> **Objective**: Write the records out again, precisely as they stand.

* Begin Material shown *

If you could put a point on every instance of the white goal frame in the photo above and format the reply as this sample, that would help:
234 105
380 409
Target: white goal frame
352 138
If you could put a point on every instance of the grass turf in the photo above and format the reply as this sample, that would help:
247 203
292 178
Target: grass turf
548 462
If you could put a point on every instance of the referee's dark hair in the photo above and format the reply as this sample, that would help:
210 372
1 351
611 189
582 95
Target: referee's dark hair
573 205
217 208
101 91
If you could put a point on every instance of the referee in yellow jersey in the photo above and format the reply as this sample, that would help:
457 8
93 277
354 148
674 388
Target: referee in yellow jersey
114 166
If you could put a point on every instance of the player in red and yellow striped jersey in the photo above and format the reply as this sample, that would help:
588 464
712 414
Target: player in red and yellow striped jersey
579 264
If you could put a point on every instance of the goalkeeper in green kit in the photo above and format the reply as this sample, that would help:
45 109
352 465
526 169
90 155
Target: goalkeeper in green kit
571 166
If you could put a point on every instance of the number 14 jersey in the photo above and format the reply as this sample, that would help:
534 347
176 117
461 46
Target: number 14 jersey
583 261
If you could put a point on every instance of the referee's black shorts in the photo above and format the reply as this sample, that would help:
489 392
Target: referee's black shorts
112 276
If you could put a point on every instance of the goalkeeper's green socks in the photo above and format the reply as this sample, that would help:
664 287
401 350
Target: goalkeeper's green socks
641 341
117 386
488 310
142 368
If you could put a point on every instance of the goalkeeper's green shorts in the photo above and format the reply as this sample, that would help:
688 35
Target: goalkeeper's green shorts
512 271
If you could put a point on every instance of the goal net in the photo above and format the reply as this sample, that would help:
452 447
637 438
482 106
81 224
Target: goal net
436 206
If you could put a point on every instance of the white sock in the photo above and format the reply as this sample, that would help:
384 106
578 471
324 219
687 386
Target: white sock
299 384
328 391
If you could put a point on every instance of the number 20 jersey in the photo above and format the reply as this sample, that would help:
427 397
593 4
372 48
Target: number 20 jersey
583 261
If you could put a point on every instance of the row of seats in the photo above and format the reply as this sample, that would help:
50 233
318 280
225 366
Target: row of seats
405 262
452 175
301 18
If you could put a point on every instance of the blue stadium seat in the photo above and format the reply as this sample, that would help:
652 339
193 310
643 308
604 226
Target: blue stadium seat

* End Material shown *

> **Expected output**:
If you could put a point on every instance of the white goal frame in the photo above and format the reply as this sample, that would help:
234 105
380 409
Target: white goal frame
352 138
If you could put a point on every instance of the grass turf in the photo above and format the reply as this sample, that would help:
247 203
292 178
Target: grass turf
548 462
If you could put a point on every instance of the referee's dark hair in the photo above and format the reply as this sample, that would help:
210 372
1 351
611 189
582 95
Target: referee's dark hair
573 205
217 208
101 91
If you could put a point on every instance of the referee in yellow jersey in the photo above and format the reply as this sample, that would help:
457 8
93 277
354 148
674 388
Target: referee in yellow jersey
114 166
If you could put a point on every instance of the player in red and yellow striped jersey in the photo above and format the reply as this sample, that would help:
588 464
712 414
Target: player in red and yellow striped jersey
579 264
If you could put a point on every instance of the goalkeeper in green kit in the photo above and format the reply as this sample, that would help:
45 109
352 465
526 169
90 155
Target: goalkeeper in green kit
571 166
If you could put a point on every instance of the number 14 jersey in the photo above and format the reply as this sample, that would help:
534 347
176 117
461 46
Target: number 14 jersey
583 261
If you could put a point on every instance of the referee's black shorts in the photo above and format the reply as this sample, that would help:
489 392
Target: referee's black shorts
112 276
If you could put a point on every instance of the goalkeeper's green socks in the photo above and format the reply as this sample, that would help:
664 287
401 350
Target: goalkeeper's green socks
641 341
117 386
488 310
142 368
If you could put a point on every instance of the goalkeeper's green shorts in the photo above and format the reply as this sample, that would help:
688 35
Target: goalkeeper's green shorts
512 271
If you could put a point on every instance of the goal net in the photo above and format the reply as this sample, that would help:
452 447
637 438
482 106
81 224
Target: goal net
436 206
If you could put a point on every instance of the white sock in the photo above and format the reply as this sample, that would help:
384 106
578 471
324 219
687 386
Target: white sock
299 384
328 391
If you could put a point on every instance of the number 20 jersey in the photo above and format the reply as this sample, that would help:
427 397
593 4
372 48
Target: number 20 jersey
583 261
If you could put a point on every instance of the row of seats in the photo above and format the reply as this sample, that would help:
50 233
318 280
225 366
Target: row of seats
405 262
452 175
301 18
If you could put a point on every instance of the blue stadium seat in the photo above and format the reply as this sample, that would help:
652 339
193 310
643 308
604 226
Target: blue stadium seat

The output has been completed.